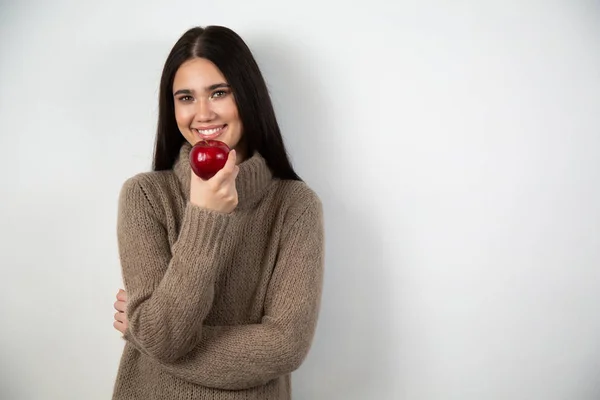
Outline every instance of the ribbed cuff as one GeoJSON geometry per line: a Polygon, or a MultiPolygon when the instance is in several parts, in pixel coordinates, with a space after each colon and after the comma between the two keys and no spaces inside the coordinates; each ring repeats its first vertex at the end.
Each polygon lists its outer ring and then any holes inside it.
{"type": "Polygon", "coordinates": [[[218,255],[230,219],[230,214],[188,203],[173,250],[180,252],[183,258],[197,260],[203,255],[212,259],[218,255]]]}

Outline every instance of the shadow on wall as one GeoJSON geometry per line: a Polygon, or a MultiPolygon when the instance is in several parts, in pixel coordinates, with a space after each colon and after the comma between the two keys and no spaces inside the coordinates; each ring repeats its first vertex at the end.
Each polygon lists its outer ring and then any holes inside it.
{"type": "MultiPolygon", "coordinates": [[[[329,163],[335,163],[330,150],[336,138],[344,137],[342,132],[332,133],[332,118],[340,116],[328,111],[330,100],[320,94],[315,79],[319,60],[274,36],[246,40],[271,90],[294,165],[321,197],[325,212],[321,315],[311,352],[294,374],[294,398],[372,398],[390,386],[393,375],[390,279],[382,265],[381,233],[369,218],[369,207],[348,208],[339,196],[336,182],[352,177],[328,174],[333,171],[329,163]]],[[[347,82],[346,88],[351,87],[347,82]]]]}

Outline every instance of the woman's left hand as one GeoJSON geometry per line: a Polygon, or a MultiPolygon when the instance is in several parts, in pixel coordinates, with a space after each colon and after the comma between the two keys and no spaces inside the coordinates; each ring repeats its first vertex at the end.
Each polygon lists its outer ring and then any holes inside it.
{"type": "Polygon", "coordinates": [[[113,322],[113,326],[119,332],[125,334],[127,330],[128,321],[127,315],[125,315],[125,310],[127,309],[127,293],[123,289],[119,289],[117,293],[117,301],[115,301],[115,322],[113,322]]]}

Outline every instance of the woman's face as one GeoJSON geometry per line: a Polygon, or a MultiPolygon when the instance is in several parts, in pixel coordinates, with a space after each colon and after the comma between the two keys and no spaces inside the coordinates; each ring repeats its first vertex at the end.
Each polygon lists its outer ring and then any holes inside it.
{"type": "Polygon", "coordinates": [[[205,58],[183,63],[173,81],[175,119],[179,131],[193,146],[202,139],[216,139],[235,149],[243,160],[242,122],[225,77],[205,58]]]}

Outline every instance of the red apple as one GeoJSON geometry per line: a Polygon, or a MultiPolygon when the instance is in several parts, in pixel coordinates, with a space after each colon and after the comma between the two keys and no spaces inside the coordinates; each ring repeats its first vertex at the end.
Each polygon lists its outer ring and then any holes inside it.
{"type": "Polygon", "coordinates": [[[220,140],[201,140],[190,151],[192,171],[208,180],[225,166],[228,155],[229,146],[220,140]]]}

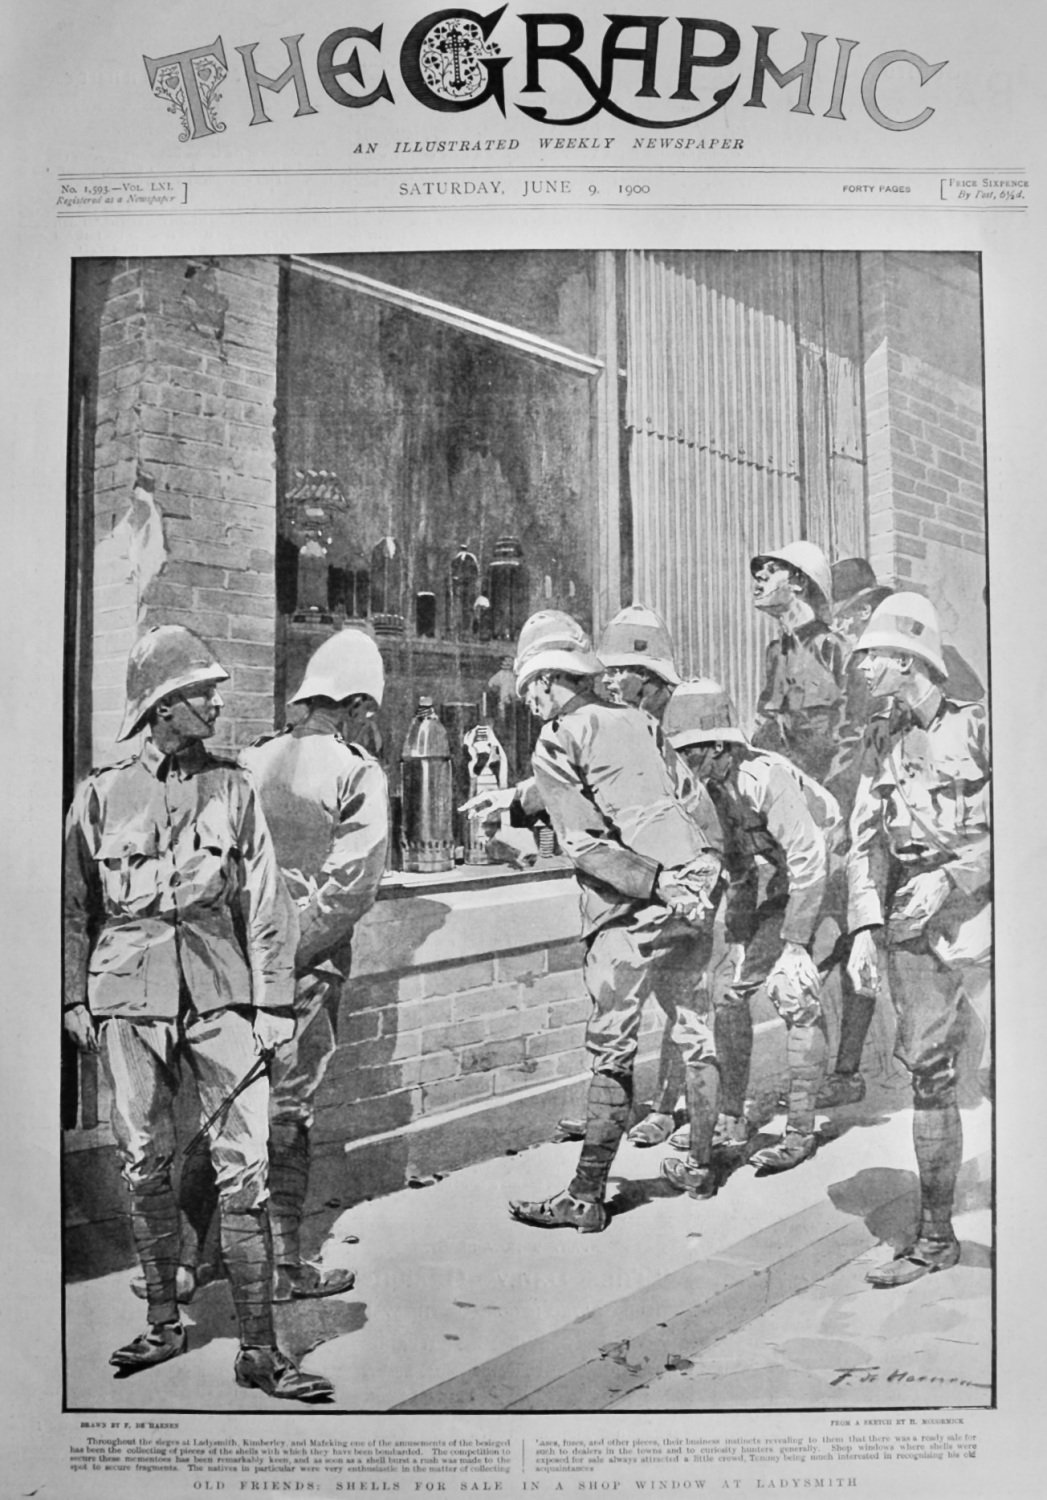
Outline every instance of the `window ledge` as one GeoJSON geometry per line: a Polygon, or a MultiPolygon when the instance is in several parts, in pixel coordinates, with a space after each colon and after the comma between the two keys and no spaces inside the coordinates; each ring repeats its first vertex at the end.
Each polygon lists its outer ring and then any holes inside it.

☆ ☆ ☆

Problem statement: Check the listing above for "woman". Show every line where it turns up.

Task solution:
Outline every instance of the woman's left hand as one GeoJSON geometry per line: a Polygon, or a MultiPolygon when the instance is in several parts, in pixel coordinates, with a space after each colon and after the comma between the two keys and no spaces inside the coordinates; each ring repeats its first vertex at the end.
Outline every instance of the woman's face as one GeoJSON geometry per line: a Polygon, or a MultiPolygon when the instance is in several parts, in pixel coordinates, with a space after each colon and after the comma between the two keys and no spaces inside the coordinates; each ring repeats its first vertex at the end.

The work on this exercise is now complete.